• _Work task_
Please copy all of the entries exactly, but drop every picture.

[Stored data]
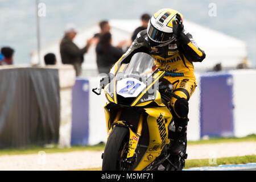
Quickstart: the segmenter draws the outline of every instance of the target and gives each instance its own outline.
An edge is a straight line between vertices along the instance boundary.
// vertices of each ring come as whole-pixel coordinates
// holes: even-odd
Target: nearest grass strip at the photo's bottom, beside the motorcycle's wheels
[[[204,166],[219,166],[224,164],[246,164],[246,163],[255,163],[256,155],[245,155],[238,157],[230,157],[230,158],[217,158],[216,164],[212,164],[213,160],[209,159],[191,159],[186,160],[184,169],[188,169],[191,167],[204,167]],[[87,168],[87,169],[75,169],[73,171],[101,171],[101,167],[98,168]]]

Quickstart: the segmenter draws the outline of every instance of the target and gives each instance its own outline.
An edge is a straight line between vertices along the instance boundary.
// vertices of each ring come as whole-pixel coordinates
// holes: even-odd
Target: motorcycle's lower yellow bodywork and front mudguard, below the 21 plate
[[[141,113],[141,117],[134,118],[132,124],[138,123],[138,125],[133,127],[130,125],[130,119],[127,119],[125,114],[121,114],[126,112],[124,109],[126,107],[112,107],[113,103],[106,104],[104,107],[108,135],[113,127],[127,127],[129,129],[127,159],[135,160],[133,158],[137,158],[138,162],[135,165],[137,167],[134,170],[143,170],[161,154],[166,144],[170,144],[168,125],[172,121],[172,114],[167,107],[144,107],[142,111],[138,111],[138,113]],[[117,111],[118,109],[119,111]],[[112,120],[111,115],[114,116]],[[145,115],[145,117],[142,117],[142,115]],[[145,134],[147,132],[148,134]],[[143,138],[144,142],[141,141]],[[141,150],[141,146],[146,146],[146,148]],[[140,150],[140,156],[136,155],[138,154],[138,149]]]

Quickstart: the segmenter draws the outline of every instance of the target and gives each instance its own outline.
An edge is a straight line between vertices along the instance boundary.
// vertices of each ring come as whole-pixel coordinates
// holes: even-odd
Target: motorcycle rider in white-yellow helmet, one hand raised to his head
[[[205,59],[189,32],[184,30],[183,15],[172,9],[157,11],[148,22],[147,30],[138,33],[127,52],[115,63],[110,73],[117,73],[121,64],[129,63],[137,52],[146,52],[155,59],[157,68],[166,71],[164,78],[174,85],[172,97],[175,140],[170,152],[179,154],[187,140],[188,101],[196,88],[193,62]]]

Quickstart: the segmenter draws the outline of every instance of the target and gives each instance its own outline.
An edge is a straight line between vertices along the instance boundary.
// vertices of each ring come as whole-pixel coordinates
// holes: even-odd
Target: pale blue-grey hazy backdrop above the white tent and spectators
[[[0,47],[15,49],[15,64],[29,63],[36,49],[36,1],[0,0]],[[162,8],[180,11],[184,19],[224,32],[247,43],[249,60],[256,67],[256,1],[198,0],[42,0],[40,17],[42,46],[60,39],[67,23],[86,27],[102,19],[139,19]],[[214,7],[214,14],[212,12]],[[210,13],[210,15],[209,15]],[[213,16],[214,15],[214,16]]]

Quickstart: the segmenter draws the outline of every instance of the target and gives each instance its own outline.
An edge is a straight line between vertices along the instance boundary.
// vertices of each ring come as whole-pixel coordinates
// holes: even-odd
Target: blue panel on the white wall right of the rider
[[[233,137],[233,76],[201,75],[200,137]]]

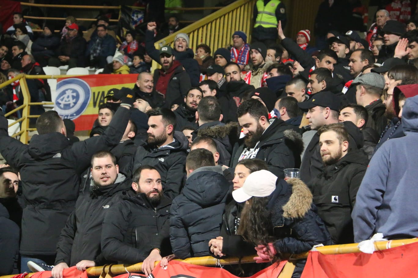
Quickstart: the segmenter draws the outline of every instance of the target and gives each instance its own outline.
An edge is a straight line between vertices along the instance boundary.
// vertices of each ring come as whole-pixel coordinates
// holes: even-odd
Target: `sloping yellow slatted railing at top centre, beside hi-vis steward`
[[[155,42],[155,48],[172,45],[178,33],[189,35],[189,48],[196,50],[196,46],[205,43],[212,53],[218,48],[231,44],[232,34],[241,30],[247,34],[247,41],[251,41],[252,12],[255,0],[238,0],[234,3],[178,30],[162,40]],[[172,45],[173,46],[173,45]],[[161,68],[157,61],[153,61],[153,69]]]

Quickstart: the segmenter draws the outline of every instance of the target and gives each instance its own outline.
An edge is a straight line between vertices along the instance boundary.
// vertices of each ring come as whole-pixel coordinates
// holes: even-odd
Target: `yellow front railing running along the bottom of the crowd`
[[[410,243],[418,242],[418,238],[410,239],[400,239],[400,240],[391,240],[390,244],[388,241],[377,241],[375,242],[375,250],[381,251],[388,248],[394,248],[401,245],[406,245]],[[351,244],[341,244],[341,245],[327,245],[322,247],[317,247],[317,251],[321,252],[324,255],[336,255],[336,254],[347,254],[347,253],[360,253],[359,248],[357,247],[358,243]],[[199,257],[199,258],[188,258],[185,260],[176,259],[184,263],[190,263],[193,265],[202,265],[202,266],[217,266],[217,265],[236,265],[238,263],[254,263],[254,256],[246,256],[241,258],[226,258],[222,260],[217,260],[213,257]],[[307,258],[308,252],[291,255],[288,262],[285,264],[282,272],[278,275],[277,278],[291,278],[293,270],[295,269],[295,262],[297,259]],[[157,265],[158,262],[155,262]],[[87,268],[87,276],[100,276],[101,278],[111,278],[123,273],[140,273],[142,272],[142,263],[135,264],[110,264],[103,266],[94,266]],[[27,278],[31,277],[33,273],[29,273]],[[14,275],[5,275],[0,276],[0,278],[11,278]]]

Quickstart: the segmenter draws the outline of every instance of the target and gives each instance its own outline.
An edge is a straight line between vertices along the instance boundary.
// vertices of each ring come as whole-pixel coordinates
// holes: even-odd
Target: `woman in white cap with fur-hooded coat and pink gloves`
[[[314,245],[331,245],[324,222],[316,214],[311,191],[301,180],[278,179],[267,170],[248,175],[232,192],[244,203],[237,234],[257,246],[257,263],[277,261],[283,254],[299,254]],[[292,277],[300,277],[306,259],[298,260]]]

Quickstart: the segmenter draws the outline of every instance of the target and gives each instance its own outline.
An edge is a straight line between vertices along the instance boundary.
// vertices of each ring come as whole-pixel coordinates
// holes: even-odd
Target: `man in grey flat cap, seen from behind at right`
[[[385,87],[385,78],[378,73],[366,73],[354,79],[353,85],[357,89],[357,104],[366,108],[369,115],[366,127],[373,128],[377,134],[382,134],[387,125],[386,107],[380,99]]]

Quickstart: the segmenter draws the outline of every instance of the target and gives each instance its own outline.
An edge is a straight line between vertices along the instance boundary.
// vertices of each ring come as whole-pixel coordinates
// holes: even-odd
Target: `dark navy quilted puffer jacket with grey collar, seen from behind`
[[[170,242],[176,257],[210,255],[208,243],[219,236],[228,190],[219,165],[201,167],[189,175],[171,206]]]

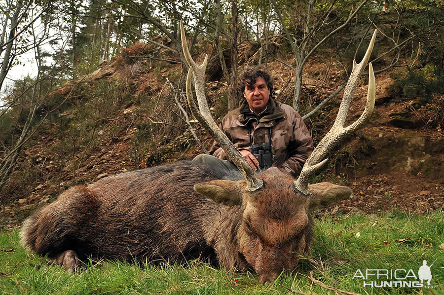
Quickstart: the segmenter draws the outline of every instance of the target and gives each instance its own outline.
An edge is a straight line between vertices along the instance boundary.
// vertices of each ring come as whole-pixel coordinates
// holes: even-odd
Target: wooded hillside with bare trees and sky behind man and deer
[[[303,115],[315,143],[330,128],[352,61],[359,62],[376,29],[375,113],[316,180],[353,186],[363,204],[355,199],[341,211],[440,209],[442,4],[1,1],[2,212],[15,220],[14,205],[32,209],[71,185],[190,158],[211,145],[185,104],[180,20],[191,53],[210,56],[207,95],[217,120],[242,99],[238,71],[265,64],[275,75],[277,99]],[[37,74],[6,79],[30,54]],[[366,74],[351,119],[362,109]],[[29,214],[28,207],[18,211]]]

• _Output_
Quickstart: the segmenter draws the outline of every instance of the target and gives each instance its own outline.
An edge is a straight line between vertices along the instance boundary.
// vertices of each ring come as whole-pixel coordinates
// holes: even-odd
Target: nearest grass strip at the photo's bottom, beside the motorcycle's wheels
[[[204,166],[219,166],[224,164],[246,164],[246,163],[255,163],[256,155],[245,155],[238,157],[230,157],[230,158],[217,158],[216,164],[212,164],[213,160],[209,159],[191,159],[186,160],[184,169],[188,169],[191,167],[204,167]],[[87,168],[87,169],[75,169],[73,171],[101,171],[101,167],[98,168]]]

Quickstart: the segmenter draws the outline of every instance of the target and gives each instance its own outline.
An edge is a straight line between vertices along the instance boundary.
// vertices of each ring come as whole-pixel coordinates
// holes: even-odd
Target: motorcycle's lower yellow bodywork and front mudguard, below the 21 plate
[[[141,113],[141,117],[134,118],[132,124],[138,123],[138,125],[133,127],[130,125],[130,119],[127,119],[125,114],[121,114],[126,112],[124,109],[126,107],[112,107],[113,103],[106,104],[104,107],[108,135],[113,127],[127,127],[129,129],[127,159],[135,160],[133,158],[137,158],[138,162],[135,165],[137,167],[134,170],[143,170],[161,154],[166,144],[170,144],[168,125],[172,121],[172,114],[167,107],[144,107],[142,111],[138,111],[138,113]],[[117,111],[118,109],[119,111]],[[112,120],[111,115],[114,116]],[[145,115],[145,117],[142,117],[142,115]],[[145,134],[147,132],[148,134]],[[143,138],[144,142],[141,141]],[[141,150],[141,146],[146,146],[146,148]],[[140,150],[140,156],[136,155],[138,154],[138,149]]]

Quickstart: the segmenter draws the outline of every instance of the target and gives each instance its own outline.
An edge is a straight line between vertices along the instance boundary.
// vertices of each ring come as whole-pixel coordinates
// holes: even-odd
Target: motorcycle rider in white-yellow helmet, one hand raised to his head
[[[205,59],[189,32],[184,30],[183,15],[172,9],[157,11],[148,22],[147,30],[138,33],[127,52],[115,63],[110,73],[117,73],[121,64],[129,63],[137,52],[146,52],[155,59],[157,68],[166,71],[164,78],[174,85],[172,97],[175,140],[170,152],[179,154],[187,140],[188,101],[196,88],[193,62]]]

Quickstart: the segmenter draws the outline of every instance of the target and gives each instance its own outline.
An edge is a straight line between vertices along the instance boundary.
// vertices of each ring come as whole-pixel coordinates
// holes: even-odd
Target: pale blue-grey hazy backdrop above the white tent and spectators
[[[0,47],[15,49],[15,64],[29,63],[36,49],[36,1],[0,0]],[[162,8],[180,11],[184,19],[224,32],[247,43],[249,60],[256,67],[256,1],[198,0],[42,0],[40,17],[42,46],[60,39],[67,23],[86,27],[102,19],[139,19]],[[214,7],[214,14],[212,12]],[[210,13],[210,15],[209,15]],[[213,16],[214,15],[214,16]]]

Quickstart: the segmenter draws the outline of every instance of the target and gives each instance its own outline.
An edge is a straight line between vertices along the instance boundary.
// vertices of each ring come as whole-pixel coordinates
// holes: even-odd
Target: blue panel on the white wall right of the rider
[[[233,137],[233,76],[201,75],[200,137]]]

Quickstart: the segmenter draws the outline of every instance of the target and gives each instance its own outline.
An edge is a straight line between vertices along the instance boundary.
// vertices of each ring come as whole-pixel coordinates
// holes: even-odd
Target: `sloping yellow slatted railing at top centre, beside hi-vis steward`
[[[155,42],[155,48],[172,45],[178,33],[189,35],[189,48],[196,50],[196,46],[205,43],[212,53],[218,48],[231,44],[232,34],[241,30],[247,34],[247,41],[251,41],[252,12],[255,0],[238,0],[234,3],[178,30],[162,40]],[[172,45],[173,46],[173,45]],[[161,68],[157,61],[153,61],[153,69]]]

Quickstart: the segmenter draws the outline of every instance of the target and gives each instance its own outline.
An edge is a straight line between vertices along the instance boundary.
// vertices of each ring come as whole-pixel coordinates
// holes: even-odd
Target: `yellow front railing running along the bottom of the crowd`
[[[410,243],[418,242],[418,238],[410,239],[400,239],[400,240],[391,240],[390,244],[388,241],[377,241],[375,242],[375,250],[381,251],[388,248],[394,248],[401,245],[406,245]],[[351,244],[341,244],[341,245],[327,245],[322,247],[317,247],[317,251],[321,252],[324,255],[336,255],[336,254],[347,254],[347,253],[360,253],[359,248],[357,247],[358,243]],[[199,257],[199,258],[188,258],[185,260],[176,259],[184,263],[190,263],[193,265],[202,265],[202,266],[217,266],[217,265],[236,265],[238,263],[254,263],[254,256],[246,256],[241,258],[226,258],[222,260],[217,260],[213,257]],[[307,258],[308,252],[291,255],[288,262],[285,264],[282,272],[278,275],[277,278],[291,278],[293,270],[295,269],[295,262],[297,259]],[[157,265],[158,262],[155,262]],[[87,268],[87,276],[100,276],[101,278],[111,278],[123,273],[140,273],[142,272],[142,263],[135,264],[110,264],[103,266],[94,266]],[[27,278],[31,277],[33,273],[29,273]],[[14,275],[5,275],[0,276],[0,278],[11,278]]]

Quickstart: the segmenter draws the outline of every instance of the target and gives each instance its own outline.
An edge is a straight line between vertices along the instance boundary.
// vertices of each ring come as whole-pixel coordinates
// holes: even-odd
Target: `woman in white cap with fur-hooded coat and pink gloves`
[[[314,245],[331,245],[324,222],[316,214],[311,191],[301,180],[278,179],[267,170],[248,175],[232,192],[244,203],[237,234],[257,246],[257,263],[277,261],[283,254],[299,254]],[[292,277],[300,277],[306,259],[298,260]]]

Quickstart: the segmenter draws the outline of every instance of the target and gives each instance its own outline.
An edge is a straight line between vertices along the instance boundary.
// vertices of each ring come as whole-pixel coordinates
// holes: even-odd
Target: `man in grey flat cap, seen from behind at right`
[[[385,87],[385,78],[378,73],[366,73],[354,79],[353,85],[357,89],[357,104],[366,108],[369,115],[366,127],[373,128],[377,134],[382,134],[387,125],[386,107],[380,99]]]

Quickstart: the segmenter draws the outline of every instance of the target and gives each instance its own outline.
An edge is a straight line between vertices along the instance boundary.
// vertices of each ring come as whole-pixel coordinates
// holes: even-odd
Target: `dark navy quilted puffer jacket with grey collar, seen from behind`
[[[170,242],[176,257],[210,255],[208,243],[219,236],[228,190],[219,165],[201,167],[189,175],[171,206]]]

Quickstart: the segmenter draws the outline of every instance of the target and gives each instance its own outline.
An edge is a straight line between vertices along the instance boundary.
// vertices of each ring come as whole-pixel coordinates
// holes: even-odd
Target: wooded hillside with bare trees and sky behind man and deer
[[[303,115],[315,143],[330,128],[352,61],[359,62],[376,29],[375,113],[316,180],[353,186],[363,204],[355,199],[341,211],[440,209],[442,4],[1,1],[2,212],[15,220],[14,205],[32,209],[71,185],[190,158],[211,145],[185,104],[180,20],[191,53],[210,56],[207,95],[217,120],[242,99],[238,71],[265,64],[275,75],[277,99]],[[37,74],[6,79],[30,54]],[[366,74],[351,119],[362,109]],[[29,214],[28,207],[18,211]]]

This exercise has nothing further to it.